Document –
============================================================
It was different in France. Here the jongleur, by virtue of special circumstances, became a privileged character and enjoyed the continued patronage of the aristocracy, for he was an all-important factor in the musicianship of chivalry, which we shall presently discuss.

We have left out of our consideration of folk music so far that all-important element of modern song, the mainspring of lyricism—romantic love. In an age when man’s entire spiritual life was dictated by religious dogma, his natural instincts, branded as profane and unworthy, were naturally excluded from the objects of his poetic expression. ‘But the church could not completely triumph over Nature. The fundamental human sentiments—above all, profane love—after having for more than ten centuries been excluded from the expression which musical science might have vouchsafed to them, now seemed to take their revenge, to free themselves from long subjection, to let voices hitherto condemned to silence be heard at last. By the side of the altars where psalms were sung, where the things of the world were condemned, the free and subtle stories of exalted love arose, like irresistible protests of the human heart. The cult of the ideal woman, the mother of the Saviour, the Virgin immaculate, continued; but beside it was heard the praise of the woman of France [of Germany, of Italy]; the subject of another sort of devotion, as exalted and often as pure. The chivalrous qualities of the race, disciplined and refined by Christian dogma, but rebelling against asceticism, reappeared and reclaimed their rights with a new vivacity.’[75] This new spirit pervaded all classes of society. The nobility, especially, now affected a finer, more spiritual manner of life. Christian metaphysics, superior education, and the advanced social position of women were the things which prepared the way for chivalry, that new moral code propagated by formal orders of knighthood. The Crusades and contact with Eastern culture confirmed its establishment.

Mediæval French Sculpture showing Trouvères
and Jongleurs with Instruments.
============================================================
Given data –
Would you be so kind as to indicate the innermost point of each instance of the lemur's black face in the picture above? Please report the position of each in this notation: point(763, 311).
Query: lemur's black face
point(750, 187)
============================================================
Actions to take –
• a. According to the passage on medieval music, what confirmed the establishment of chivalry?
• b. From the passage on medieval music, reproduce verbatim the part that opens with the words containing "It was different" and closes with "shall presently discuss.".

The answers –
• a. The Crusades and contact with Eastern culture confirmed its establishment.

• b.
It was different in France. Here the jongleur, by virtue of special circumstances, became a privileged character and enjoyed the continued patronage of the aristocracy, for he was an all-important factor in the musicianship of chivalry, which we shall presently discuss.